• [PASSAGE SHOWN]:
Related sweep-level warnings:

Skipping per-variation aggregate for '<label>': ConfidenceAggregation raised <exc> — aggregation crashed for that cell (cli_runner/_sweep_aggregate.py).
Sweep aggregate skipped: no successful runs across all variations. — the whole-sweep summary is skipped only when every variation had zero successes (cli_runner/_sweep_aggregate.py).

Warning Message (non-sweep multi-run path):

Only 1 successful run - cannot compute confidence statistics.
At least 2 successful runs are required.

Where it’s raised: src/aiperf/cli_runner.py. This message applies to plain --num-profile-runs runs (no sweep), where the “need at least 2” rule does hold.

Solution:

$ # Increase number of runs
$ aiperf --concurrency 10,20,30 --num-profile-runs 5 ...
$ 
$ # Or investigate why runs are failing
$ # Check logs for error messages at the failing variation

Silently-Ignored Flag Combinations

Some flag combinations that look incorrect do not currently raise. Listing them here so users searching for an error message don’t waste time looking:

Sweep-only flags used without a sweep. --parameter-sweep-mode, --parameter-sweep-cooldown-seconds, and --parameter-sweep-same-seed are silently no-ops when no sweep is configured. The sweep-override pathway in src/aiperf/config/flags/converter.py only consults these fields when a sweep block is present. No validator exists today.

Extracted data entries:
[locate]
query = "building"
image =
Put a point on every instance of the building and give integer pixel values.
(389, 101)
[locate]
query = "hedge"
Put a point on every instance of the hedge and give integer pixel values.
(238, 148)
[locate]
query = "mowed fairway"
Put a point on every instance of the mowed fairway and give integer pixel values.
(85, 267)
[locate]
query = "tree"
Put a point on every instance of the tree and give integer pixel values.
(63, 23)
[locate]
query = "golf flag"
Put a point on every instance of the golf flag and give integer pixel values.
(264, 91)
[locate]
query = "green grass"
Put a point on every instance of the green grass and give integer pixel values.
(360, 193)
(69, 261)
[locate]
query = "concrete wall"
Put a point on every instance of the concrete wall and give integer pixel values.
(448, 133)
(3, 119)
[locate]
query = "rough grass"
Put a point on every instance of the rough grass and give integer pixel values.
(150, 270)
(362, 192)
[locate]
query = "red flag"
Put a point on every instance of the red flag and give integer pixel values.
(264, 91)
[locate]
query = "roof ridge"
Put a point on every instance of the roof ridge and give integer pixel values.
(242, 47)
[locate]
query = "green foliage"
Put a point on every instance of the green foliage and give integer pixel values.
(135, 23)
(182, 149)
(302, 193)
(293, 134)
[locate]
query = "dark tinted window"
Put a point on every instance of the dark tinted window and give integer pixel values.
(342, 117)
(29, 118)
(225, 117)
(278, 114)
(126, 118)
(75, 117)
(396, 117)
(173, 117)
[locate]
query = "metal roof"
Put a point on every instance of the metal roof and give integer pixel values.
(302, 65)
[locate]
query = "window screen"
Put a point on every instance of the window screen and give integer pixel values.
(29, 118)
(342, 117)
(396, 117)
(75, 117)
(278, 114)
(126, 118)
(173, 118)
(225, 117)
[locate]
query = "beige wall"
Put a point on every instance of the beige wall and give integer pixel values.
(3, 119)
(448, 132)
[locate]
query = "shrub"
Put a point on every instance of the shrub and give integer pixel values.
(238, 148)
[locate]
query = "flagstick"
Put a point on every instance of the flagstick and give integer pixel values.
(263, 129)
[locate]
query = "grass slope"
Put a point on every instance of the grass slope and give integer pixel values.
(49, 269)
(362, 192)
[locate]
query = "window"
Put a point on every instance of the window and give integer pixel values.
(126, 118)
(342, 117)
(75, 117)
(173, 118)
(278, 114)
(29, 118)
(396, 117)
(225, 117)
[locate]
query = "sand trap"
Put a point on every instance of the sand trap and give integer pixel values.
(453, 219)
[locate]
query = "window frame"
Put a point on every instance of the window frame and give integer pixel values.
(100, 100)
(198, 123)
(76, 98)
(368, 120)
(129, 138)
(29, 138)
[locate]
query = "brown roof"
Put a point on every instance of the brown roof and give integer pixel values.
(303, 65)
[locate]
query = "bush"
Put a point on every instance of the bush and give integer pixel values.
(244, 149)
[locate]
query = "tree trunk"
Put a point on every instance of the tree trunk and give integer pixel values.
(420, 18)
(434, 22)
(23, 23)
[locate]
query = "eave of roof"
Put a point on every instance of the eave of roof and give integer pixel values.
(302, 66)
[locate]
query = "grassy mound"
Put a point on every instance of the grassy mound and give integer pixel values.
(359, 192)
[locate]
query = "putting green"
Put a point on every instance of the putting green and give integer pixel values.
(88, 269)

• [BRIEF 1]: In the passage on aiperf warnings, when is the whole-sweep summary skipped?
• [BRIEF 2]: Resume the passage on aiperf warnings from the point where it stops.
The rows aren't needed for anything here.

• [EXPECTED ANSWER 1]: Only when every variation had zero successful runs.

• [EXPECTED ANSWER 2]:
Multi-run-only flags used in single-run mode. --confidence-level, --profile-run-cooldown-seconds, and --profile-run-disable-warmup-after-first are silently ignored when --num-profile-runs is 1. The CLI help text for --confidence-level says “Only applies when —num-profile-runs > 1” but this is informational, not enforced (src/aiperf/config/flags/cli_config.py). --set-consistent-seed also applies in sweep-without-multi-run mode (src/aiperf/config/config.py), so it is not strictly multi-run-only.

If you hit one of these and were expecting an error, please file an issue — these are good UX targets for future validators.

Quick Reference: Common Patterns

Single Concurrency (No Sweep)

$ # Basic
$ aiperf --concurrency 10 ...
$ 
$ # With multi-run confidence reporting
$ aiperf --concurrency 10 --num-profile-runs 5 ...

Parameter Sweep (No Confidence)

$ # Basic sweep
$ aiperf --concurrency 10,20,30 ...
$ 
$ # With cooldown between values
$ aiperf --concurrency 10,20,30 --parameter-sweep-cooldown-seconds 10 ...
$ 
$ # With same seed across all values
$ aiperf --concurrency 10,20,30 --parameter-sweep-same-seed ...

Parameter Sweep + Confidence Reporting

$ # Repeated mode (default) - full sweep N times
$ aiperf --concurrency 10,20,30 --num-profile-runs 5 ...
$ 
$ # Independent mode - N trials at each value
$ aiperf --concurrency 10,20,30 --num-profile-runs 5 --parameter-sweep-mode independent ...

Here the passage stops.